» **Document text**
We need to consider the social implications of bots writing books about instant chocolate milk
We still tend to think of authors as geniuses. Conversations about prize-winning novels often revolve around authorial intent, and writing a bestseller will tend to confer a certain amount of fame.But this timeworn state of affairs is shifting. The reader, more than ever, is moving centre stage – a shift that is being catalysed by the development of natural language generation (NLG) systems by computer scientists around the world. Written language is no longer a uniquely human construct.
NLG is the process whereby computer data is translated into everyday human languages. NLG has already been applied for many purposes, including aesthetics (poetry, say) and information transfer (for example, weather updates). We’re now at a point where computers generate texts largely indistinguishable from human-authored texts, and at rates incomparable to that of humans.
Written language has, for hundreds of years, served as much of the world’s dominant form of knowledge transfer. Yet history reveals that the author hasn’t always been regarded as an individual creative genius. The medieval European writer, for example, was what we’d now deem a plagiarist, pulling from a range of source texts to make their own. A text wasn’t a manifestation of individuality, but a means for preserving knowledge passed through the generations. Medieval scholars cared little about their books’ writers: they cared about the ancient truths held within.

» **Supplied material**

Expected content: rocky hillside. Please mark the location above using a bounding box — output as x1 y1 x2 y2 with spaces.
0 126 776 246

» **Directions**
A - Answer these questions using the article on computer-written language:
(i) What two purposes has NLG already been applied for, and what example is given for each?
(ii) What would we now call the medieval European writer?
(iii) Who does the article say is moving to center stage?
B - Write the next part of the article on computer-written language, starting after its last sentence.

» **The responses**
A -
(i) Aesthetics, such as poetry, and information transfer, such as weather updates.
(ii) A plagiarist.
(iii) The reader.

B -
However, ushering in what book historian Elisabeth Eisenstein calls “cults of personality”, print supported a shift in the cultural mindset. Suddenly the author’s individuality, more than their contribution to the collective, was praised. Of course, print wasn’t solely responsible for this large-scale change, but it certainly both influenced and was influenced by the development of modern individuality.
Now, the success of modern NLG companies represents a further shift in the same direction, further emphasising the individual over the collective. The reader dominates when texts are created especially for her.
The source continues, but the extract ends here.